* _Text block_
----------------
Tuesday, June 4, 2013

John Constantine, Hellblazer: Death and Cigarettes

 Longtime readers of my Blog (All one or two of you!) will have heard me comment on how far behind I am in my comic reading. I have unread issues of HELLBLAZER that date back to before I met my Wife. (That's over 8 years ago....) So it was kind of a cheat to skip all of those issues and read John's final collection, JOHN CONSTANTINE, HELLBLAZER: DEATH AND CIGARETTES, but I had no other choice.....DC had sent me a review copy, and it was going to expire within the week, so I took the plunge and read it, hoping for the best....
----------------
* _Records provided_

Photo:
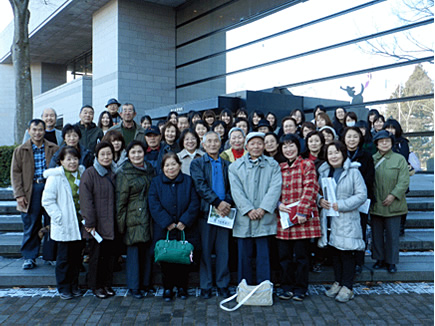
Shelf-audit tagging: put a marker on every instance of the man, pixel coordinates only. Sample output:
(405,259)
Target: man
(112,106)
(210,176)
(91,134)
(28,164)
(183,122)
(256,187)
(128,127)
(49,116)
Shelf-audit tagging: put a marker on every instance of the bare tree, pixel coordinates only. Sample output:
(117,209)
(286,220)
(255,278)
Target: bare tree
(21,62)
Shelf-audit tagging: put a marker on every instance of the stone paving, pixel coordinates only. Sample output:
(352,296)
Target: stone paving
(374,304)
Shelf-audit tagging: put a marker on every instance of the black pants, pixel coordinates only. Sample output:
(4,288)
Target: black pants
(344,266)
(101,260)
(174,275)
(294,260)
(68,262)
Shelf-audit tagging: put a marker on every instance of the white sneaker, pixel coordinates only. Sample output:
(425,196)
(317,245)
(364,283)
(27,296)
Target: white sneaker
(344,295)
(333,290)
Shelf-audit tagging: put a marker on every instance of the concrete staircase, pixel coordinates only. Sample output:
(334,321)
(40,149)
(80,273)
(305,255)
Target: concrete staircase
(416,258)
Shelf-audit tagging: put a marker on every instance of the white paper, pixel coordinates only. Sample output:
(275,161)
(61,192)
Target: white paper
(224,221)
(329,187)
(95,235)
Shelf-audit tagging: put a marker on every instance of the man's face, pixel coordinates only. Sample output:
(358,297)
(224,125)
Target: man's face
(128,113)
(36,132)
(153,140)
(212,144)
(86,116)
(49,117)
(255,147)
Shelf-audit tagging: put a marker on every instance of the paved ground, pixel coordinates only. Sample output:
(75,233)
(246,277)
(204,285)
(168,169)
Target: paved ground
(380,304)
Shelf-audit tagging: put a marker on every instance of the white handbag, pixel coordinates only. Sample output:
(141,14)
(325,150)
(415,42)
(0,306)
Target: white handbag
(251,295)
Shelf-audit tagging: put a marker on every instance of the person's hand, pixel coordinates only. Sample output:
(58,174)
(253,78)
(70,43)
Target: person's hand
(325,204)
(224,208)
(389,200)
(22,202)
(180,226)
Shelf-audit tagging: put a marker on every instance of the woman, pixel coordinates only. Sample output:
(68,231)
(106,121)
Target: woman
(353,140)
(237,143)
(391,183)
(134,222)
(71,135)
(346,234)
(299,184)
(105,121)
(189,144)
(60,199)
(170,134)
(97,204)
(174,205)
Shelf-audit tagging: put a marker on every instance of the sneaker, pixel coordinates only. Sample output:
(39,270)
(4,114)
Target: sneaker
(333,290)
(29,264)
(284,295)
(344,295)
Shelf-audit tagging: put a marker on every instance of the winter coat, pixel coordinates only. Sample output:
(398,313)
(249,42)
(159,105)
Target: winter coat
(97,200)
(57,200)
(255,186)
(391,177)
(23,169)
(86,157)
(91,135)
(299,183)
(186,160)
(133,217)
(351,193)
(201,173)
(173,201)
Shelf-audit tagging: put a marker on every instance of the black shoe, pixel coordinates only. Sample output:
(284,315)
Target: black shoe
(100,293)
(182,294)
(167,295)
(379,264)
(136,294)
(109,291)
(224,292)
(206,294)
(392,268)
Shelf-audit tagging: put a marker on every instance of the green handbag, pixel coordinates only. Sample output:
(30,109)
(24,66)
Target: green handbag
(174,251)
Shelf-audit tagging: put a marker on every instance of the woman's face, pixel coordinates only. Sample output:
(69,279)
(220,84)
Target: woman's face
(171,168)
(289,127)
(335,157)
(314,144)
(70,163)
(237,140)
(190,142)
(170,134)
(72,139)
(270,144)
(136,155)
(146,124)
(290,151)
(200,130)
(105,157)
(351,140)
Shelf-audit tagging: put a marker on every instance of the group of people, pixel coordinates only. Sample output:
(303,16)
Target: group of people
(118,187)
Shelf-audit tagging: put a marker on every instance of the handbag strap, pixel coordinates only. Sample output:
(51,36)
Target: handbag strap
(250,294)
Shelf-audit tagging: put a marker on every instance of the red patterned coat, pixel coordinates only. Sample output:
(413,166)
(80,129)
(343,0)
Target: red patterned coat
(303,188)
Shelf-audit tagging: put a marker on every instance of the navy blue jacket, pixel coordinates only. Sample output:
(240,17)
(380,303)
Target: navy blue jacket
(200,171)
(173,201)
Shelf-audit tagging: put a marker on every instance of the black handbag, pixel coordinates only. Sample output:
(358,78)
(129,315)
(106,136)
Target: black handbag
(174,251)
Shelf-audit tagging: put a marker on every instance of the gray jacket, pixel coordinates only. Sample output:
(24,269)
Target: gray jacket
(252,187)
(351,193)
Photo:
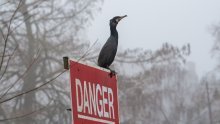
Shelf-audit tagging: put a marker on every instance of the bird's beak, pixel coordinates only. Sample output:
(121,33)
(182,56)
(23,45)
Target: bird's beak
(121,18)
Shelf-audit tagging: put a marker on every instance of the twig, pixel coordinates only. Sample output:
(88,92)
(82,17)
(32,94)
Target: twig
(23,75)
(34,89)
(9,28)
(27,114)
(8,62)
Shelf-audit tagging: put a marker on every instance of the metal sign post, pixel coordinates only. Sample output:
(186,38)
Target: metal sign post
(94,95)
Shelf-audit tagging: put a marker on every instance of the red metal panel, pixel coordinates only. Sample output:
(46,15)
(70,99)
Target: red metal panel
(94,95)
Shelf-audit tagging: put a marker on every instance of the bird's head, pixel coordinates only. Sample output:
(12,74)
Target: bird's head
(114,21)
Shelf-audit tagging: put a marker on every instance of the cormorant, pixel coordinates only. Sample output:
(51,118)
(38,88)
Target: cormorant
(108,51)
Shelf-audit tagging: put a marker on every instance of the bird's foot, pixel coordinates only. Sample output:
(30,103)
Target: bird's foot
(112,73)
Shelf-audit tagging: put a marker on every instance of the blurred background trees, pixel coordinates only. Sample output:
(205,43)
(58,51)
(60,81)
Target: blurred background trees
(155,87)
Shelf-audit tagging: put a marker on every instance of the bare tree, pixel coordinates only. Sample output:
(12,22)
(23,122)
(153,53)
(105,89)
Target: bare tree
----------------
* _Task prompt_
Copy the Hellblazer blog post above word for word, in full.

* _Exercise result_
Tuesday, June 4, 2013

John Constantine, Hellblazer: Death and Cigarettes

 Longtime readers of my Blog (All one or two of you!) will have heard me comment on how far behind I am in my comic reading. I have unread issues of HELLBLAZER that date back to before I met my Wife. (That's over 8 years ago....) So it was kind of a cheat to skip all of those issues and read John's final collection, JOHN CONSTANTINE, HELLBLAZER: DEATH AND CIGARETTES, but I had no other choice.....DC had sent me a review copy, and it was going to expire within the week, so I took the plunge and read it, hoping for the best....